"""

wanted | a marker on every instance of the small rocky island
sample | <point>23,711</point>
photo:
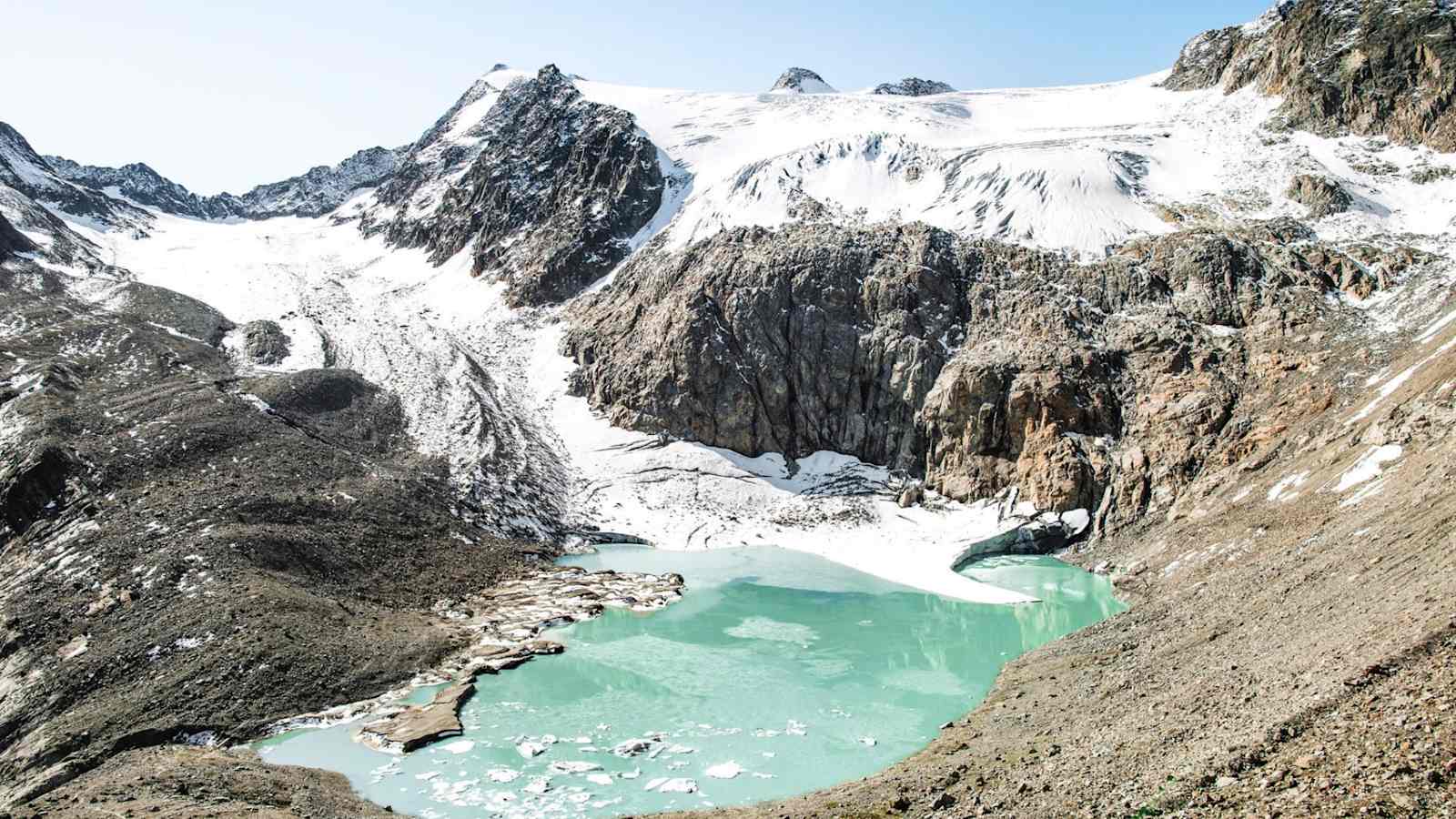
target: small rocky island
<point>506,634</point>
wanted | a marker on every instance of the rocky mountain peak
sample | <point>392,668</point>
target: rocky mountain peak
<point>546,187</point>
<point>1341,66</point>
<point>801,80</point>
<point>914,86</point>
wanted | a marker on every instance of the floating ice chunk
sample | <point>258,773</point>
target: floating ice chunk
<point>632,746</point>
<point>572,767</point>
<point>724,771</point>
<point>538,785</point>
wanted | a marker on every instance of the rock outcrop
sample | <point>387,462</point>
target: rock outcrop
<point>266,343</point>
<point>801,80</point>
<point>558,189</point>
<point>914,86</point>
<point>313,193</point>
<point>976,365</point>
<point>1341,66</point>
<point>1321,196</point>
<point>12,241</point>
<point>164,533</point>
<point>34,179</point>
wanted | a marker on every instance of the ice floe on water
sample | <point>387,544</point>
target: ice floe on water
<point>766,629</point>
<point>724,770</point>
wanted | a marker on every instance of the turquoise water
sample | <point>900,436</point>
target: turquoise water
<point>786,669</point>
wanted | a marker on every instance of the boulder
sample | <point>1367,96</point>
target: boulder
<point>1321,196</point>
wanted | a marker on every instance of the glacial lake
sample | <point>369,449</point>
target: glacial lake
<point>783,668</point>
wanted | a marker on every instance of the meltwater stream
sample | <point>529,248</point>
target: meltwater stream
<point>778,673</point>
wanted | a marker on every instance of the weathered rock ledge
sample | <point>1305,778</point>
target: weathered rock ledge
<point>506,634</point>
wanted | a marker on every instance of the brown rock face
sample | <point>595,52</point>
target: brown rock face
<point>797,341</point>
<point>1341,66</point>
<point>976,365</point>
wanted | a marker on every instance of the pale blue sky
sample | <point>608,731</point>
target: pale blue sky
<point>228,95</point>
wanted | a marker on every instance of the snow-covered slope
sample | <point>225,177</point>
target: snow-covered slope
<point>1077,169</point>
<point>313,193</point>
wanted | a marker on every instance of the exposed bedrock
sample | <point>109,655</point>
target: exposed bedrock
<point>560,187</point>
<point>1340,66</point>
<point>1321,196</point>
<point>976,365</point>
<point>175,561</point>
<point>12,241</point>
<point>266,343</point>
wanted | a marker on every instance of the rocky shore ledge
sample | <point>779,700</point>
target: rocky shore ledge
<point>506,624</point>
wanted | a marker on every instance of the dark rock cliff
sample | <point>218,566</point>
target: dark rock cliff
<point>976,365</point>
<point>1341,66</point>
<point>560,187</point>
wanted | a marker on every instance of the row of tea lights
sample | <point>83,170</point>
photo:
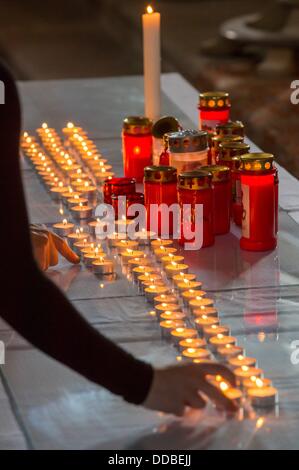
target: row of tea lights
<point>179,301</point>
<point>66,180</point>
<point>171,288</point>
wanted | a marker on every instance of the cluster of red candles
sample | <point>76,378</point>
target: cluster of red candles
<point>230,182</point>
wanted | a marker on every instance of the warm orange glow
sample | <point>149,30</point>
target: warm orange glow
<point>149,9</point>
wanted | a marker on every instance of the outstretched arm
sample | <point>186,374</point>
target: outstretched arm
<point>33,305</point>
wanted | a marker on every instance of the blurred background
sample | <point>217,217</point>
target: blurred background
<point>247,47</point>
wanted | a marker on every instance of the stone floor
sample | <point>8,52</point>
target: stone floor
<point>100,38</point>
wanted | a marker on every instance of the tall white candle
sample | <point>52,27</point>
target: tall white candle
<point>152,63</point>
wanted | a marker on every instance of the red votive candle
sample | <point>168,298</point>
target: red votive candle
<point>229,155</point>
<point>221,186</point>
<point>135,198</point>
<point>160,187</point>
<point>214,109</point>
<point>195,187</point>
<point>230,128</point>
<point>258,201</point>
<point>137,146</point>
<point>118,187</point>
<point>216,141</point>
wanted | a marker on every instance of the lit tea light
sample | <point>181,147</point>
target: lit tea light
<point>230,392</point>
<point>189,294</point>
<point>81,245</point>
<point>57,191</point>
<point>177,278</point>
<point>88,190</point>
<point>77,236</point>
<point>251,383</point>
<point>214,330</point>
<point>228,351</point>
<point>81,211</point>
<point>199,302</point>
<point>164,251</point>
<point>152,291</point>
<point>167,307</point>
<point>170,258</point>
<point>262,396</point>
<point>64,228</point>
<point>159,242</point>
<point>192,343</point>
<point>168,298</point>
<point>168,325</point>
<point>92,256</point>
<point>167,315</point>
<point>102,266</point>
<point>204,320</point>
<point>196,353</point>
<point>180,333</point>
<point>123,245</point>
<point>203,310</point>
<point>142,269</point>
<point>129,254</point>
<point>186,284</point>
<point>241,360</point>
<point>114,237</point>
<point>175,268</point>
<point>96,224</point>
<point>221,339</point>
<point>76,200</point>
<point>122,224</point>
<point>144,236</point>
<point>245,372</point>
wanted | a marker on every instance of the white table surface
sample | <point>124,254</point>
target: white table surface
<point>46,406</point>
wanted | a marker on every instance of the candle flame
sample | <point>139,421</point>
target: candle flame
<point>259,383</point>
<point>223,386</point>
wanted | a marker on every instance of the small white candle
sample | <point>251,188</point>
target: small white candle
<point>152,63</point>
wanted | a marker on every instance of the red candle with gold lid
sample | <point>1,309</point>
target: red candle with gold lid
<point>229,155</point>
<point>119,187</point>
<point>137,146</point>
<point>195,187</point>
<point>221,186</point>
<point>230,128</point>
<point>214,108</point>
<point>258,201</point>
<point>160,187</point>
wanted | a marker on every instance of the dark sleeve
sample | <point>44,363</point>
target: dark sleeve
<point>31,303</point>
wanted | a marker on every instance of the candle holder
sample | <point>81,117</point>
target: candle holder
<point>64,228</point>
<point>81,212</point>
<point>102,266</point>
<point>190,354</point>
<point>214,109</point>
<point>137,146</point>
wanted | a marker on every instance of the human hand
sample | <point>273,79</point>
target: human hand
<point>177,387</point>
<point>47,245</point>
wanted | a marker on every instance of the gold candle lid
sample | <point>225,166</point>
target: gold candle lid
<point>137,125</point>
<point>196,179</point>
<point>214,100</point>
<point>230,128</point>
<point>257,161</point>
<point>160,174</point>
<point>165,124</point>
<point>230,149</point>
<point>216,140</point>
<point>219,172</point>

"""
"""

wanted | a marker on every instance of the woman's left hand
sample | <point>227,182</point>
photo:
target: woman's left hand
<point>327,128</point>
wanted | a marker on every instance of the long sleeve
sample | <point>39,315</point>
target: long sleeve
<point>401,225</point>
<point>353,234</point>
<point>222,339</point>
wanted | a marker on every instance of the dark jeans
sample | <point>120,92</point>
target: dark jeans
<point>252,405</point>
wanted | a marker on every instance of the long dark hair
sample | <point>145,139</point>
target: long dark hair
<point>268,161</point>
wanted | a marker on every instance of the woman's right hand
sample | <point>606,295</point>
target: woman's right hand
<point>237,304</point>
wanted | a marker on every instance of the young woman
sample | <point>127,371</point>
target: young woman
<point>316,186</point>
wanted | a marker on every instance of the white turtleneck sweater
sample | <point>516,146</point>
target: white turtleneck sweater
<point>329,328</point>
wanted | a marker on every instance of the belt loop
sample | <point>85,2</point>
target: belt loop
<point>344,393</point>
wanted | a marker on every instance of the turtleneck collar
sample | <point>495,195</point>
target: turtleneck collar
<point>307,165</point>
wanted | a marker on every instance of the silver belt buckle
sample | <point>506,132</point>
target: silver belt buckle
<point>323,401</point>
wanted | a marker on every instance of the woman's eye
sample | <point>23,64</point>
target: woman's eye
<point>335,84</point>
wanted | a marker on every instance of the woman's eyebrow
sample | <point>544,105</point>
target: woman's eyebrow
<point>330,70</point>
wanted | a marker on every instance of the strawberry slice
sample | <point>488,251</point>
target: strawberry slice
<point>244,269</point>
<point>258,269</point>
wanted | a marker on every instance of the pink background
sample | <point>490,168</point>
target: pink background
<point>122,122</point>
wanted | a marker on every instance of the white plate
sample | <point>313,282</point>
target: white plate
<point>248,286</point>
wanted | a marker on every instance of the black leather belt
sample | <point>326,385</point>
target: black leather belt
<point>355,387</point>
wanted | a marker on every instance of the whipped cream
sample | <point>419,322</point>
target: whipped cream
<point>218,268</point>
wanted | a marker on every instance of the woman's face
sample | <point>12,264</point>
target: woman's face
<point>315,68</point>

"""

> **REQUEST**
Pull out every line of the entries above that contains the string "flame". Case counts, so include only lines where the string appears with the same capitalization.

> **EXERCISE OUTPUT**
wanted | a marker on every instance of the candle flame
target: candle flame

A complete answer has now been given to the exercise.